** begin Dataset records **
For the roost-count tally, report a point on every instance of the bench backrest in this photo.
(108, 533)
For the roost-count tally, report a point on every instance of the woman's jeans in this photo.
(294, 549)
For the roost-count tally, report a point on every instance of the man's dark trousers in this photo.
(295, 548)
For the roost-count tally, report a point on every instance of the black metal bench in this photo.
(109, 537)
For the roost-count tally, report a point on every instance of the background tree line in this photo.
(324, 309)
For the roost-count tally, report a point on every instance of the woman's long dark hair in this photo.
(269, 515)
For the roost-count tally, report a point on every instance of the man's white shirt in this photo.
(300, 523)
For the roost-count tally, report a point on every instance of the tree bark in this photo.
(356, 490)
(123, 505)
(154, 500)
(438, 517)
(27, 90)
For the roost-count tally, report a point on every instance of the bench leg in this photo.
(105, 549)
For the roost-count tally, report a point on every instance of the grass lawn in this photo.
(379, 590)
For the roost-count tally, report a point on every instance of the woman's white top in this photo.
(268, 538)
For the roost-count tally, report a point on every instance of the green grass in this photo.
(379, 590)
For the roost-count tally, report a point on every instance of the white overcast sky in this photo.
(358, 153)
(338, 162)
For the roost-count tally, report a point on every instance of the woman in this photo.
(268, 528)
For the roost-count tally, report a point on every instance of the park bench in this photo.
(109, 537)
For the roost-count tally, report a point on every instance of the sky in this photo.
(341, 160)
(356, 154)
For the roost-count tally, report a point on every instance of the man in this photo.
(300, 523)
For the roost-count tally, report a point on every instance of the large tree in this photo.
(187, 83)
** end Dataset records **
Work to be completed | Please rewrite everything from the line containing "line in this photo." down to the end of the entries, both ends included, keeping the requests and multiplying every coordinate in the answers by 1.1, rounded to whole numbers with halves going up. Give only those lines.

Final result |
For the roost-count tally, report a point on every instance of the background tree line in this photo.
(356, 340)
For the roost-count tally, report a point on every instance of the woman's long dark hair in this photo.
(296, 567)
For the roost-count tally, report a point on every instance of the man's white shirt in this photo.
(330, 575)
For the roost-count tally, report a point on every instance of the tree bark in this photo.
(392, 539)
(135, 556)
(169, 550)
(482, 569)
(30, 99)
For the roost-count tally, report a point on every instance of the bench leg in this photo.
(116, 604)
For the roost-count tally, report a point on every instance of the grass lawn in this photo.
(417, 649)
For the roost-count tally, report a point on every instance of the woman's white top in this photo.
(295, 592)
For the roost-count tally, report a point on every instance of the green grass in this photo.
(417, 649)
For the roost-count tally, report a point on every instance of the white overcast sky in this photo.
(394, 168)
(372, 178)
For the roost-count tally, report a point on every instance of the woman in this photo.
(295, 581)
For the roost-count tally, report a point on every instance of the park bench in this photo.
(120, 591)
For the roost-count tally, report a point on every instance of the sky in this photo.
(375, 176)
(392, 169)
For the roost-count tally, report a point on every instance of the man in this photo.
(330, 575)
For the roost-count tally, report a point on every instance of the large tree in this photo.
(206, 91)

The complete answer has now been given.